● **TEXTAUSZUG**
--
Vergangene Woche haben knapp 1000 SFS-Mitarbeitende erfahren, dass sie ab November zum gleichen Lohn mehr arbeiten sollen. Das Vorgehen löste Kritik aus. Nun nimmt CEO Jens Breu im Interview Stellung.
Interview: Yann Lengacher
Die SFS-Mitarbeitenden sollen für den gleichen Lohn zwei Stunden mehr arbeiten. Ab November. Obendrein werden ihnen per 2024 fünf Ferientage gestrichen. Davon sind schweizweit 950 SFS-Angestellte aus der Division «Automotive» betroffen. Also jenem Unternehmensteil, der für die Autoindustrie Fahrzeugteile herstellt.
Erfahren haben die Betroffenen von den Massnahmen erst Ende vergangener Woche. Das Vorgehen von SFS rufe bei den Angestellten Unmut hervor und werfe rechtliche Fragen auf, schreibt dieser Zeitung eine anonyme Person aus der Belegschaft. Gegenüber «FM1 Today» hatte Arbeitsrechtsexperte Thomas Geiser das Vorgehen von SFS kritisiert. Auf eine Anfrage beim Heerbrugger Industrieunternehmen stellte sich CEO Jens Breu für ein Interview zur Verfügung. Die Fragen beantwortete er per Mail.
--
● **ANGEZEIGTE INFORMATIONEN**

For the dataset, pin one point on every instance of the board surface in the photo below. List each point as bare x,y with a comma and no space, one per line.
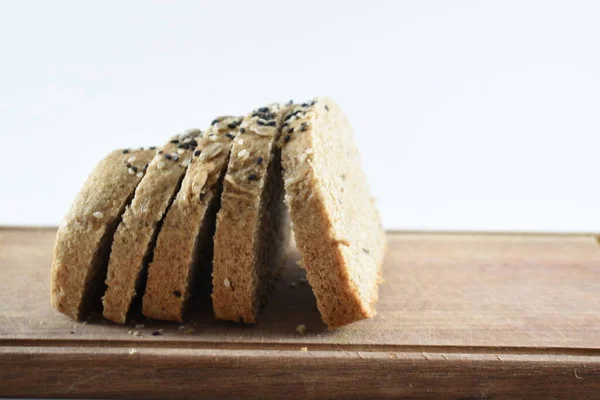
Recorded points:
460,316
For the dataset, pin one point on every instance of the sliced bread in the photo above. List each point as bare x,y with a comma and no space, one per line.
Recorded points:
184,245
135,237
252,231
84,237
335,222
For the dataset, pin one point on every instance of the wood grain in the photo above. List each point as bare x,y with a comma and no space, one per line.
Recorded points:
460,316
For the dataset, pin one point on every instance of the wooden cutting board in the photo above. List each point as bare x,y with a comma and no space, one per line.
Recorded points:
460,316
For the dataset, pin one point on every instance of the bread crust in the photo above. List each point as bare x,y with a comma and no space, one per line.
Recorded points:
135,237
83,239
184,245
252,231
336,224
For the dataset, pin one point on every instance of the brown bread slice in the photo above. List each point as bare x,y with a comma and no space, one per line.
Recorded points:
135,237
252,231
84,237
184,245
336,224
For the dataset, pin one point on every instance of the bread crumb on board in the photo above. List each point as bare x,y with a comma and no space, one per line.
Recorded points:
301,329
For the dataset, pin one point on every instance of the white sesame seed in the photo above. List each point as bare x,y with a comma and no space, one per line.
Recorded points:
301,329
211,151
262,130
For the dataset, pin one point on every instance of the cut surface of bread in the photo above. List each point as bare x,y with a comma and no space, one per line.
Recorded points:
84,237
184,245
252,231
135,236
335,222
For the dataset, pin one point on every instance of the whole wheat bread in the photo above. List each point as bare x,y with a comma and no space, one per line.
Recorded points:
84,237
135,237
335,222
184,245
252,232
--
● **DEINE AUFGABE**
Erkläre anhand des Textauszugs über die Mehrarbeit bei SFS, wie das Interview mit CEO Jens Breu zustande kam.

● **ANTWORT**
Das Vorgehen von SFS hatte Kritik ausgelöst, und die Zeitung stellte daraufhin eine Anfrage beim Heerbrugger Industrieunternehmen. Auf diese Anfrage hin stellte sich CEO Jens Breu für ein Interview zur Verfügung und beantwortete die Fragen per Mail.